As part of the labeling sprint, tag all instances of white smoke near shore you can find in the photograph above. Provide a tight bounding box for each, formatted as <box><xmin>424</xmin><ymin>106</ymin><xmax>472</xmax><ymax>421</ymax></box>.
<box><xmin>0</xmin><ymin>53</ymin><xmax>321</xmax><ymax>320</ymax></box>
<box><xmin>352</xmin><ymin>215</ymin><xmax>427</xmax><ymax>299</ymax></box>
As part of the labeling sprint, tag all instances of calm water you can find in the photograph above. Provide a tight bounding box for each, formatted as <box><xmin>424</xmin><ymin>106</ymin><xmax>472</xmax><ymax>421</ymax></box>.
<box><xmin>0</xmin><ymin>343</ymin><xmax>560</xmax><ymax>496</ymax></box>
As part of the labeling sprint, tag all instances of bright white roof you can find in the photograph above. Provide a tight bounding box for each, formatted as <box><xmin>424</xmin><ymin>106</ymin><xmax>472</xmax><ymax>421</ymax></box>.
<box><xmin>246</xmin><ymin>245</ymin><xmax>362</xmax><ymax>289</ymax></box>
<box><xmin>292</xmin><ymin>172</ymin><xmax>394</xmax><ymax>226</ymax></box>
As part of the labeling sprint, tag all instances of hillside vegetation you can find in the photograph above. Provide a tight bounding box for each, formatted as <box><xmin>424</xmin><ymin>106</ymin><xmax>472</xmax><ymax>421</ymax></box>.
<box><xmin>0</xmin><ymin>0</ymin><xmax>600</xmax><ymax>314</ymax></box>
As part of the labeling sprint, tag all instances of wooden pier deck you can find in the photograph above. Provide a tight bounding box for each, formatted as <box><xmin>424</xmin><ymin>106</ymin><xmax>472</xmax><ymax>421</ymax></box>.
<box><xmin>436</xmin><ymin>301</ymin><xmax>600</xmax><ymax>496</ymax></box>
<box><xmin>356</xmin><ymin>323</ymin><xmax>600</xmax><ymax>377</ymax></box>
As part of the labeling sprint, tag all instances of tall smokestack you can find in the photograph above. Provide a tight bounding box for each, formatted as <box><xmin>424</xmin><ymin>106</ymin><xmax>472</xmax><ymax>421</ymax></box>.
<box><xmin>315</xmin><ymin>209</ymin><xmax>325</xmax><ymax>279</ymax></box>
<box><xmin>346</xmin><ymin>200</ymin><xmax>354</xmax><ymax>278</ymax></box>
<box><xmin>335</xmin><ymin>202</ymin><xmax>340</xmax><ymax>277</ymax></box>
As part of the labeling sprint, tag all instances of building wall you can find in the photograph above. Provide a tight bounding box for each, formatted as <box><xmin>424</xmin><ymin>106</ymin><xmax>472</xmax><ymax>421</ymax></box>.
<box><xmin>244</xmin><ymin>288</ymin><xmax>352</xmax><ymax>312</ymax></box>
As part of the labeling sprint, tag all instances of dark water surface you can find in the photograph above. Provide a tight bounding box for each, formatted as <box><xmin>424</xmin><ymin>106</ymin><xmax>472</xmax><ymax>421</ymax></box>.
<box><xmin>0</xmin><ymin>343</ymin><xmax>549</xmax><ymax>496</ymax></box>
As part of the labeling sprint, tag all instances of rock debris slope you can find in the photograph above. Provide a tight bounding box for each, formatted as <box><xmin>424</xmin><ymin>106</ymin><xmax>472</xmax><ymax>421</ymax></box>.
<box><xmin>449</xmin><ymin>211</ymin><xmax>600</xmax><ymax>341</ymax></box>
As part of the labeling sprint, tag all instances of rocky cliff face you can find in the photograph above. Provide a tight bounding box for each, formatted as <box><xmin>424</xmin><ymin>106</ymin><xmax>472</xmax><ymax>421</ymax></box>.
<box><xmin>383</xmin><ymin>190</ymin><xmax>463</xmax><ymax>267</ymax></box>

Requirement >> Find each line in the data above that contains the string "hillside" and copy those lines out in full. Count a line only if the uppercase and lowercase letters match.

Solution >>
As part of the labeling sprint, tag all instances of hillside vegetation you can find in the photograph above. Provide a tight bounding box for each, formatted as <box><xmin>424</xmin><ymin>106</ymin><xmax>472</xmax><ymax>421</ymax></box>.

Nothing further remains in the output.